Goal of the exercise
Identify all lines below that hold "sample" and collect them.

(Dataset entries)
________________________________________

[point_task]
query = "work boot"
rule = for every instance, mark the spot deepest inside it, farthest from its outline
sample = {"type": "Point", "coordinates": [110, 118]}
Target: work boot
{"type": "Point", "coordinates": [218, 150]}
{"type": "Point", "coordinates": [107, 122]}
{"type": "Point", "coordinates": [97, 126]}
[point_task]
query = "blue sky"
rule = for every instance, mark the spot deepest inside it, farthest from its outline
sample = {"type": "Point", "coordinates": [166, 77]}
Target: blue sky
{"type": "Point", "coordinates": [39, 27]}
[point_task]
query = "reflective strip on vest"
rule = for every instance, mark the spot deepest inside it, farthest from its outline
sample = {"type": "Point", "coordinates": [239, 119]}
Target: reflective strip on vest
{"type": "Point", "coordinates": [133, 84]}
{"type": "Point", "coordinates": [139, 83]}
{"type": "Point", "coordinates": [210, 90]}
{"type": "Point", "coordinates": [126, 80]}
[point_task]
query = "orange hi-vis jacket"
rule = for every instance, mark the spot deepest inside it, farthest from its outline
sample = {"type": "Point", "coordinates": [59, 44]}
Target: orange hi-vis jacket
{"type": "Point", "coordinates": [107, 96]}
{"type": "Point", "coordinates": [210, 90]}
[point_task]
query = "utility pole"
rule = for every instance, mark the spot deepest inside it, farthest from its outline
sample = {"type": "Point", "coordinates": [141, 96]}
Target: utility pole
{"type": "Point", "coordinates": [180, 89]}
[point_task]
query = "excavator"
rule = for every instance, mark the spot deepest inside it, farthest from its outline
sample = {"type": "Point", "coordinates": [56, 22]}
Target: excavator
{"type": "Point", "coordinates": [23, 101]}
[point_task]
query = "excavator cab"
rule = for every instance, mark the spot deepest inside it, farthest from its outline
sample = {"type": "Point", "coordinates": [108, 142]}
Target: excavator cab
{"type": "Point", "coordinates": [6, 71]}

________________________________________

Written answer
sample = {"type": "Point", "coordinates": [110, 118]}
sample = {"type": "Point", "coordinates": [166, 77]}
sample = {"type": "Point", "coordinates": [239, 119]}
sample = {"type": "Point", "coordinates": [59, 44]}
sample = {"type": "Point", "coordinates": [141, 96]}
sample = {"type": "Point", "coordinates": [56, 22]}
sample = {"type": "Point", "coordinates": [108, 142]}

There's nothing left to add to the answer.